Assigned task: Your output should be the line with "Target: white window frame" followed by every remaining line of the entries, reproduced exactly.

Data to examine:

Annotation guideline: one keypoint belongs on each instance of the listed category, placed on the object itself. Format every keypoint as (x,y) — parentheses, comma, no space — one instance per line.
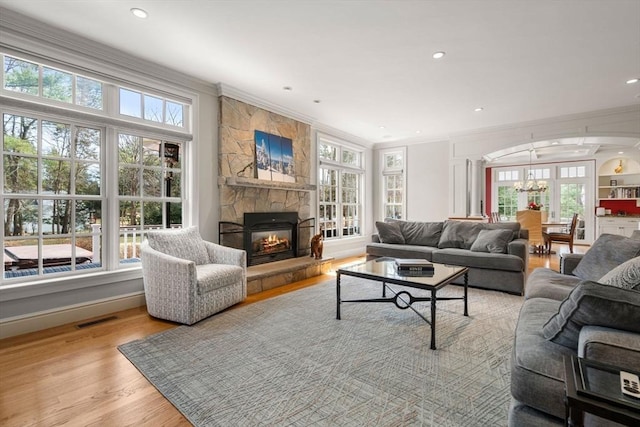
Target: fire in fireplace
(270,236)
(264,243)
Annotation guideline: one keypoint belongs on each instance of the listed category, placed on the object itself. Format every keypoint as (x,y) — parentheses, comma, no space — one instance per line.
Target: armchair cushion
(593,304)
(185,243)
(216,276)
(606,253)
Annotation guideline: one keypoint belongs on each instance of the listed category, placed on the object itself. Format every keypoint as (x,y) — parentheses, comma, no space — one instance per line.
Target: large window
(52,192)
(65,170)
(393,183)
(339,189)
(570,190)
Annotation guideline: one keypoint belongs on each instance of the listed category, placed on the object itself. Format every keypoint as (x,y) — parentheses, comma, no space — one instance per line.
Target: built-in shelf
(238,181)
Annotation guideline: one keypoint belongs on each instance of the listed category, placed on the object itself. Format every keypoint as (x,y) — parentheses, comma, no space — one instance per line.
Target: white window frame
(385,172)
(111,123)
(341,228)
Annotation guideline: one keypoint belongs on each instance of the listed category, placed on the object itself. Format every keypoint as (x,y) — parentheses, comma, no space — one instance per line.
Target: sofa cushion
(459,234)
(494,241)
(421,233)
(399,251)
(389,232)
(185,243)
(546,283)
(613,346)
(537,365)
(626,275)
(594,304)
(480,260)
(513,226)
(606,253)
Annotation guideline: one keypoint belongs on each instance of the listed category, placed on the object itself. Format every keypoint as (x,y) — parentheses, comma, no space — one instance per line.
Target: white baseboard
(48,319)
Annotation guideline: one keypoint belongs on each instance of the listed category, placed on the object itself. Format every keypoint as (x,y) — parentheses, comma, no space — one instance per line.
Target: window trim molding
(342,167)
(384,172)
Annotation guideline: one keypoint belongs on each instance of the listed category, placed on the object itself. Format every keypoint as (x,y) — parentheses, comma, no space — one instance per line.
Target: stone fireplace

Solved problem:
Target: white window frame
(385,172)
(111,123)
(341,228)
Annotation guideline: one keypoint belongs on each instance of the listed category, placed on the object itself. Format every keypoint as (x,y) — parentheses, comma, no space — one instance per line.
Target: sofa cushion
(459,234)
(494,241)
(421,233)
(399,251)
(389,232)
(185,243)
(546,283)
(613,346)
(537,365)
(626,275)
(594,304)
(480,260)
(513,226)
(606,253)
Annotation guideline: one keypoint belongs on each instance of the listed category, placed on the object itself. Format every keypoint as (x,y) — parentheses, comma, no space — one instance per line.
Target: white baseboard
(48,319)
Annotation guideline: one keypoint belongs on each instance of the listed category, placed on the object itself. Format every keypoint as (x,y) — parentheses, comma, no space — one instance per line.
Target: window trim molding
(342,167)
(384,172)
Annotation guideline: one keypoint belongs on each instance of the listed category, placed on the object itself. Format every keypoint as (x,y) — parentheses, comma, no space — one instance per line.
Target: stone fireplace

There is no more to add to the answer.